# Set exercise:
Omit the pictures, then reproduce every remaining record exactly.

* * * *

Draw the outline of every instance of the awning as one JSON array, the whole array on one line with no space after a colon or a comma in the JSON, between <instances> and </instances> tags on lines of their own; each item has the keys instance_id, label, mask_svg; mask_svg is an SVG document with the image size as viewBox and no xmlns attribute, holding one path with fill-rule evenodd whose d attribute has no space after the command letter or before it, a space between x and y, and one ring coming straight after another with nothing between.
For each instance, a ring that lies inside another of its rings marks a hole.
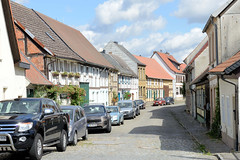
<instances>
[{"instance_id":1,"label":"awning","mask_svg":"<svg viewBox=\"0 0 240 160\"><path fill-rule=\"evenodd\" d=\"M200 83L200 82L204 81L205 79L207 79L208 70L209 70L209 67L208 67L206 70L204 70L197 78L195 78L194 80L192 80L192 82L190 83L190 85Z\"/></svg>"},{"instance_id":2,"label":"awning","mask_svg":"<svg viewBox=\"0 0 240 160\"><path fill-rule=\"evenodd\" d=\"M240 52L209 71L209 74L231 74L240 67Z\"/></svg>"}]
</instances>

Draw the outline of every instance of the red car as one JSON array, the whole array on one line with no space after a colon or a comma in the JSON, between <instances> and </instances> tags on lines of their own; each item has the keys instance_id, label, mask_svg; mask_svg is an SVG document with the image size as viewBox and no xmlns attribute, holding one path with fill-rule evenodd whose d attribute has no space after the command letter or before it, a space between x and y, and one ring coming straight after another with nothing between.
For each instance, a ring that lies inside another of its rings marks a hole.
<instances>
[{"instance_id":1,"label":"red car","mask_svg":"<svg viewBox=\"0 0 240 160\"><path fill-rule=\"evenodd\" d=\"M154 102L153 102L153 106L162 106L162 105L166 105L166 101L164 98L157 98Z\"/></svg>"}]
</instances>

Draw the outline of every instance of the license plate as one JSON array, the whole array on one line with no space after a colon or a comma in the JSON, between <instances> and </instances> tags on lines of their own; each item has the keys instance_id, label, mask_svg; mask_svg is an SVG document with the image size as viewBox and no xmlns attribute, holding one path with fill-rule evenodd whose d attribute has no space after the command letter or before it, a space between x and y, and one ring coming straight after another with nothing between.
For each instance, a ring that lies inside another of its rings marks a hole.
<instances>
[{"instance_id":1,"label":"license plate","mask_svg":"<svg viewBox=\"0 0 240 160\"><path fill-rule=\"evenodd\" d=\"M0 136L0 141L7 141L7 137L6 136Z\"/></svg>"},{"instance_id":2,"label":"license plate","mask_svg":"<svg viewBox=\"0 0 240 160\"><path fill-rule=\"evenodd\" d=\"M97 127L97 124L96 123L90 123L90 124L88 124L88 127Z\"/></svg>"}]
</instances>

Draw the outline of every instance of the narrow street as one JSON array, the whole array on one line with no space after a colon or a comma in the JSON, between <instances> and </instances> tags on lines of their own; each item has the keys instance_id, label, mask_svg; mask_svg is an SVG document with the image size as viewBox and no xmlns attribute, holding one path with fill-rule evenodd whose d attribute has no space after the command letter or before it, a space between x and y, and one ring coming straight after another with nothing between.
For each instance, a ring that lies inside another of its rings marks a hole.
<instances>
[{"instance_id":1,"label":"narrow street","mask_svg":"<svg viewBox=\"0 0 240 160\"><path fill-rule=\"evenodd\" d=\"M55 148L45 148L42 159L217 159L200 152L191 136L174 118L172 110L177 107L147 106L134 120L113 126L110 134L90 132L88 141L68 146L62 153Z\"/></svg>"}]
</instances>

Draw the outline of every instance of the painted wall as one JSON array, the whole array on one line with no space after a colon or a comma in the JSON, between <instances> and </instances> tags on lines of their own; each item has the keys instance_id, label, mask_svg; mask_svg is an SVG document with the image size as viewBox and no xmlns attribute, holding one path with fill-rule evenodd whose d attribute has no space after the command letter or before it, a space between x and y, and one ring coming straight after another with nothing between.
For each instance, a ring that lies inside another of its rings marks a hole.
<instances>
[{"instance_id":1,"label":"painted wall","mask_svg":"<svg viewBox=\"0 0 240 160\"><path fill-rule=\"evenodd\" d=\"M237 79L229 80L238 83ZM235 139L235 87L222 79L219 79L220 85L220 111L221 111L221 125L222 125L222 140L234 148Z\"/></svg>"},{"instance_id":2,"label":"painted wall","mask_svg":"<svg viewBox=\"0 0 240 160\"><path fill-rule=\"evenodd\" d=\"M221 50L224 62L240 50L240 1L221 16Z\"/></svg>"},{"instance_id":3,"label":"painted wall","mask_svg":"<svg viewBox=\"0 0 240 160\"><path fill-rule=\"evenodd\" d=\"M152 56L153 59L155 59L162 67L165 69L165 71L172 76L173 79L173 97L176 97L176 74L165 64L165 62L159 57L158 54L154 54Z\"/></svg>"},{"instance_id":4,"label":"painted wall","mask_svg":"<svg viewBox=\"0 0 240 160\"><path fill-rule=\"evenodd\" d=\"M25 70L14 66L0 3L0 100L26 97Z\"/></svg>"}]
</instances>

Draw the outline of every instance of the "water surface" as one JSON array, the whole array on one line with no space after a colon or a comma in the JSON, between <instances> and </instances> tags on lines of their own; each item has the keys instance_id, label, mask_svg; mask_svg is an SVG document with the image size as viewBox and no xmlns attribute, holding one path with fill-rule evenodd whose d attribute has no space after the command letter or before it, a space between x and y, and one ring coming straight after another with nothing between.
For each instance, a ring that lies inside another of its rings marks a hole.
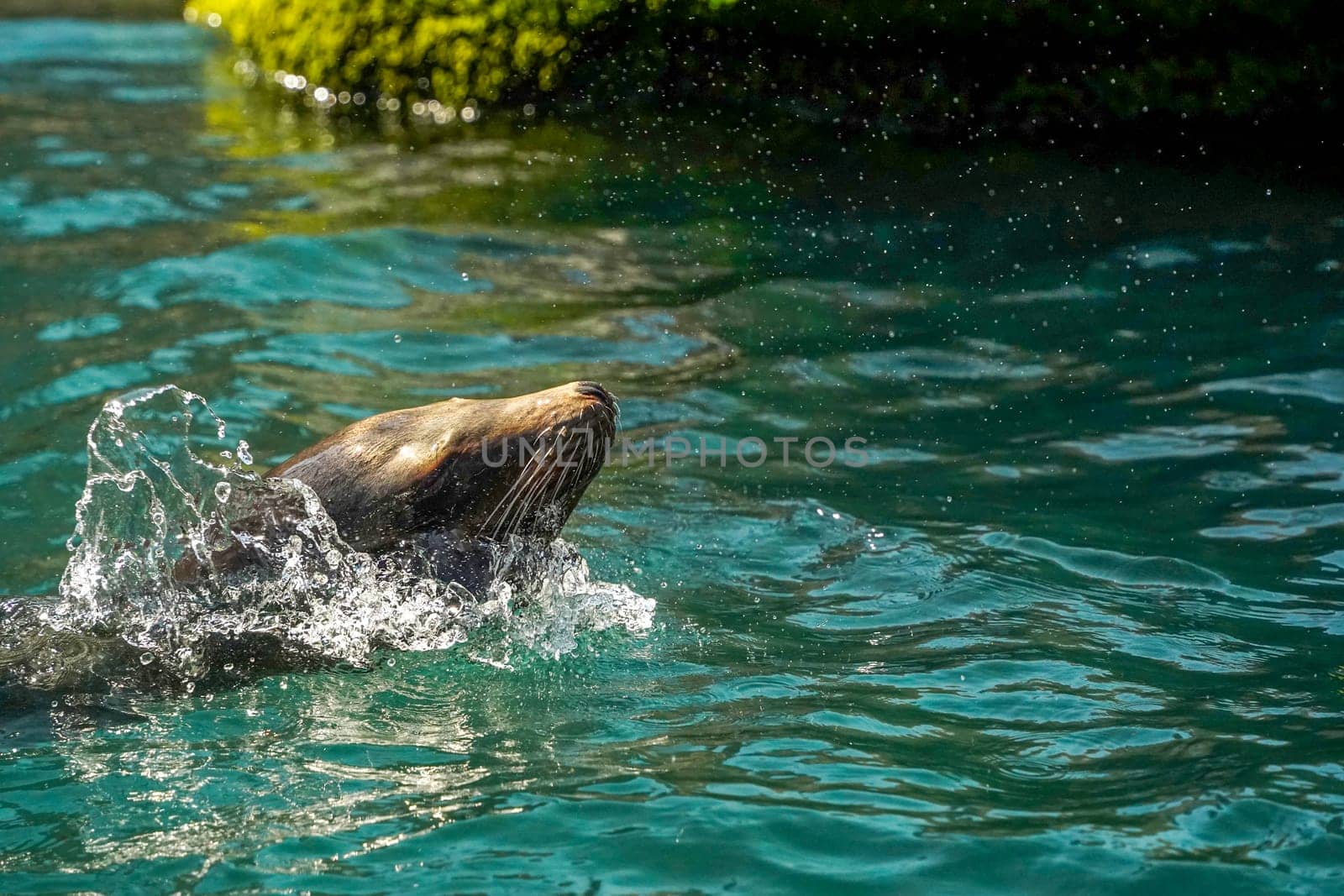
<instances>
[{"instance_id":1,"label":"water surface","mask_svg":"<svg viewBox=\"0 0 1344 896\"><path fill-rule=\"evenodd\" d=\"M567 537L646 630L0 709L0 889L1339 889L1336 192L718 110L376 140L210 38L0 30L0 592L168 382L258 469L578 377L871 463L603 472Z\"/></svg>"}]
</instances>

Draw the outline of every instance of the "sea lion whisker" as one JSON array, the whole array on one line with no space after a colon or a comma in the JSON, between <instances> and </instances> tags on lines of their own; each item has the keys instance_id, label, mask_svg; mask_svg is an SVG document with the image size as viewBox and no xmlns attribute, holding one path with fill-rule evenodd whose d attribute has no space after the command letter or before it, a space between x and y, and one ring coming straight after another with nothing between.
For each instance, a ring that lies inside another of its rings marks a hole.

* * * *

# Result below:
Draw the outline of every instance of the awning as one JSON array, the whole array on one line with no space after a colon or a comma in the JSON, between <instances> and </instances> tags on lines of their own; each item has the keys instance_id, label, mask_svg; mask_svg is an SVG document with the image size as viewBox and no xmlns attribute, holding one path with fill-rule evenodd whose d attribute has no space after the command letter or before it, a space between x and y, and one ring coming straight after another with nothing between.
For each instance, a ring that lies inside another of its rings marks a hole.
<instances>
[{"instance_id":1,"label":"awning","mask_svg":"<svg viewBox=\"0 0 240 160\"><path fill-rule=\"evenodd\" d=\"M200 83L200 82L204 81L205 79L207 79L208 70L209 70L209 67L208 67L206 70L204 70L197 78L195 78L194 80L192 80L192 82L190 83L190 85Z\"/></svg>"},{"instance_id":2,"label":"awning","mask_svg":"<svg viewBox=\"0 0 240 160\"><path fill-rule=\"evenodd\" d=\"M240 52L209 71L209 74L231 74L240 67Z\"/></svg>"}]
</instances>

Draw the outline of every instance of the red car as one JSON array, the whole array on one line with no space after a colon or a comma in the JSON, between <instances> and </instances> tags on lines of their own; each item has the keys instance_id, label, mask_svg; mask_svg is an SVG document with the image size as viewBox and no xmlns attribute, holding one path with fill-rule evenodd whose d attribute has no space after the command letter or before it, a space between x and y, and one ring coming straight after another with nothing between.
For each instance, a ring that lies inside another of its rings marks a hole.
<instances>
[{"instance_id":1,"label":"red car","mask_svg":"<svg viewBox=\"0 0 240 160\"><path fill-rule=\"evenodd\" d=\"M154 102L153 102L153 106L162 106L162 105L166 105L166 101L164 98L157 98Z\"/></svg>"}]
</instances>

Draw the outline of every instance of the license plate as one JSON array, the whole array on one line with no space after a colon or a comma in the JSON, between <instances> and </instances> tags on lines of their own; each item has the keys instance_id, label, mask_svg; mask_svg is an SVG document with the image size as viewBox and no xmlns attribute, holding one path with fill-rule evenodd whose d attribute has no space after the command letter or before it, a space between x and y, and one ring coming straight after another with nothing between.
For each instance, a ring that lies inside another of its rings marks a hole.
<instances>
[{"instance_id":1,"label":"license plate","mask_svg":"<svg viewBox=\"0 0 240 160\"><path fill-rule=\"evenodd\" d=\"M0 136L0 141L7 141L7 137L6 136Z\"/></svg>"},{"instance_id":2,"label":"license plate","mask_svg":"<svg viewBox=\"0 0 240 160\"><path fill-rule=\"evenodd\" d=\"M97 127L97 124L96 123L90 123L90 124L88 124L88 127Z\"/></svg>"}]
</instances>

Draw the outline of every instance of the narrow street as one JSON array, the whole array on one line with no space after a colon or a comma in the JSON, between <instances> and </instances> tags on lines of their own; each item has the keys instance_id, label, mask_svg; mask_svg is an SVG document with the image size as viewBox and no xmlns attribute, holding one path with fill-rule evenodd whose d attribute has no space after the command letter or before it, a space between x and y, and one ring coming straight after another with nothing between.
For each instance, a ring that lies inside another of its rings marks a hole.
<instances>
[{"instance_id":1,"label":"narrow street","mask_svg":"<svg viewBox=\"0 0 240 160\"><path fill-rule=\"evenodd\" d=\"M55 148L45 148L42 159L217 159L200 152L191 136L174 118L172 110L177 107L147 106L134 120L113 126L110 134L90 132L88 141L68 146L62 153Z\"/></svg>"}]
</instances>

Draw the outline of every instance of the painted wall as one JSON array, the whole array on one line with no space after a colon or a comma in the JSON, between <instances> and </instances> tags on lines of their own; each item has the keys instance_id, label, mask_svg; mask_svg is an SVG document with the image size as viewBox and no xmlns attribute, holding one path with fill-rule evenodd whose d attribute has no space after the command letter or before it, a space between x and y, and one ring coming straight after another with nothing between.
For each instance, a ring that lies inside another of its rings marks a hole.
<instances>
[{"instance_id":1,"label":"painted wall","mask_svg":"<svg viewBox=\"0 0 240 160\"><path fill-rule=\"evenodd\" d=\"M237 79L229 80L238 83ZM235 139L235 87L222 79L219 79L220 85L220 111L221 111L221 125L222 125L222 140L234 148Z\"/></svg>"},{"instance_id":2,"label":"painted wall","mask_svg":"<svg viewBox=\"0 0 240 160\"><path fill-rule=\"evenodd\" d=\"M221 50L224 62L240 50L240 1L221 16Z\"/></svg>"},{"instance_id":3,"label":"painted wall","mask_svg":"<svg viewBox=\"0 0 240 160\"><path fill-rule=\"evenodd\" d=\"M152 56L153 59L155 59L162 67L165 69L165 71L172 76L173 79L173 97L176 97L176 74L165 64L165 62L159 57L158 54L154 54Z\"/></svg>"},{"instance_id":4,"label":"painted wall","mask_svg":"<svg viewBox=\"0 0 240 160\"><path fill-rule=\"evenodd\" d=\"M25 70L14 66L0 3L0 100L26 97Z\"/></svg>"}]
</instances>

Draw the outline of every instance of the "water surface" as one JSON array, the whole array on one line with no space after a colon or a comma in the JSON, between <instances> and </instances> tags on lines of their own; each item has the keys instance_id, label, mask_svg; mask_svg is an SVG document with the image size as viewBox and no xmlns attribute, holding one path with fill-rule evenodd whose d attribute has no space after the command letter or before it, a space between x and y, and one ring coming straight after another with nothing between.
For each instance, a ring that lies inside another of its rings marks a hole.
<instances>
[{"instance_id":1,"label":"water surface","mask_svg":"<svg viewBox=\"0 0 1344 896\"><path fill-rule=\"evenodd\" d=\"M567 537L646 630L0 709L0 889L1339 889L1336 192L718 110L376 140L210 38L0 30L0 592L168 382L258 469L578 377L871 463L603 472Z\"/></svg>"}]
</instances>

Draw the outline of every instance of the "sea lion whisker" as one JSON array, the whole array on one line with no space after a colon or a comma in the JSON, between <instances> and </instances> tags on lines of their own; each item has the keys instance_id, label, mask_svg; mask_svg is an SVG document with the image size as viewBox and no xmlns attribute, holding one path with fill-rule evenodd whose d attribute has no space after the command letter or before it, a space between x and y, and one ring coming straight after another with nothing between.
For each instance, a ring that lies inside another of its rings marks a hole.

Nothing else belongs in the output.